» What is asked:
From the forum thread about Suarez below, set down word for word the passage between "Oh dear. Another" and "got any soul.", inclusive.

» Extract:
begin
Excuse me? I'm not allowed to voice my concerns over someones "twattish" actions? Like openly flirting with Arsenal and Real Madrid in the transfer window. Biting not once, but twice! Bakkal of PSV and Ivanovic of Chelsea, plus the blatant punch in the stomach against Chile and of course, the controversial racial row with Patrice Evra. You're telling me, he didn't act like a twat? Ok then, I guess you were obviously taught differently.


----------



## hsfkush (Mar 1, 2014)

captainspliffheart said:


> Suarez is a very good footballer. But it depends how you want to win things (not that Liverpool will win anything like). You can play by cheating and bullying (Suarez, Gerrard- the Liverpool way; theyve always done it goin back to Souness, Case , Dalglish etc etc. No class. *Or you can do it with class like Everton*. Class manager, no bullying refs, no cheats, no multi million pound wages wasted on rubbish. Depends what example you want to show your kids. Man Utd just gave Rooney 300k a week. What does that say to young kids whose parents might be visiting food kitchens. Put a cap on wages like in Rugby and put some decency back in the game. English football is rotten.


Oh yeah because Fellaini while at Everton was "class"... Kevin Mirallas is "class" with his stamping and elbowing. Because the fans are "class" when they chant "murderers" during the Liverpool anthem at the start of the game. Because Everton are "class"...


----------



## captainspliffheart (Mar 3, 2014)

Oh dear. Another Liverpool fan from Norway.....


----------



## captainspliffheart (Mar 3, 2014)

Look Suarez is brilliant, he doesnt need to do even the slightest cheatin hes that good. Liverpool are a class act , all said and done. We can all from whatever teams we support find examples to suit are point. The game has gone silly now imo, wages and the price of tickets; used to be a working mens sport when I was a kid. Sky ruined British football I reckon. Just hasnt got any soul.
end
» Records:
begin
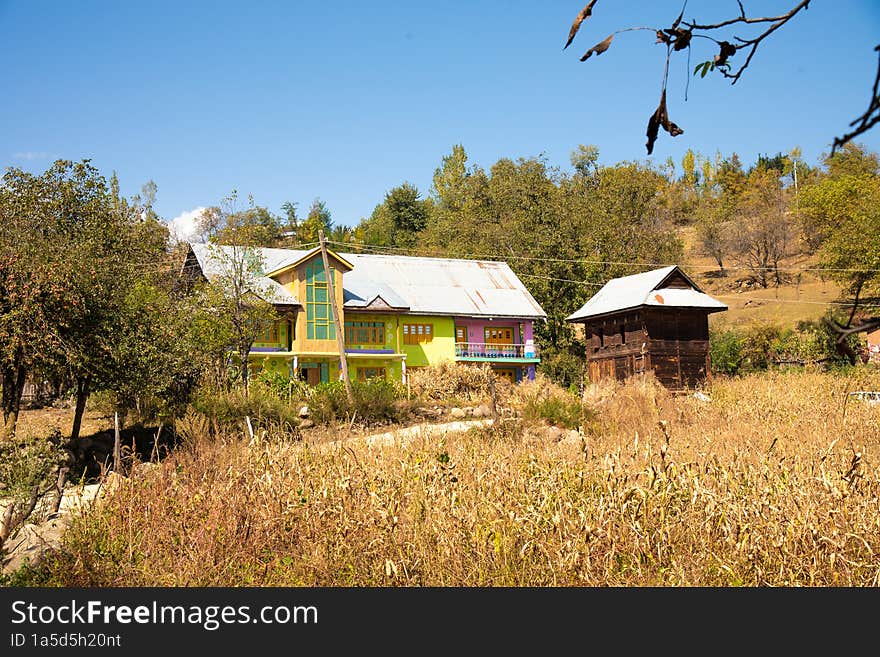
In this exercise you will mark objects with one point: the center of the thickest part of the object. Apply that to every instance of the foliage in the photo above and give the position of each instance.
(235, 308)
(398, 220)
(564, 367)
(449, 381)
(87, 251)
(376, 401)
(748, 489)
(231, 407)
(763, 232)
(761, 346)
(726, 351)
(543, 401)
(28, 468)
end
» Response below:
Oh dear. Another Liverpool fan from Norway.....


----------



## captainspliffheart (Mar 3, 2014)

Look Suarez is brilliant, he doesnt need to do even the slightest cheatin hes that good. Liverpool are a class act , all said and done. We can all from whatever teams we support find examples to suit are point. The game has gone silly now imo, wages and the price of tickets; used to be a working mens sport when I was a kid. Sky ruined British football I reckon. Just hasnt got any soul.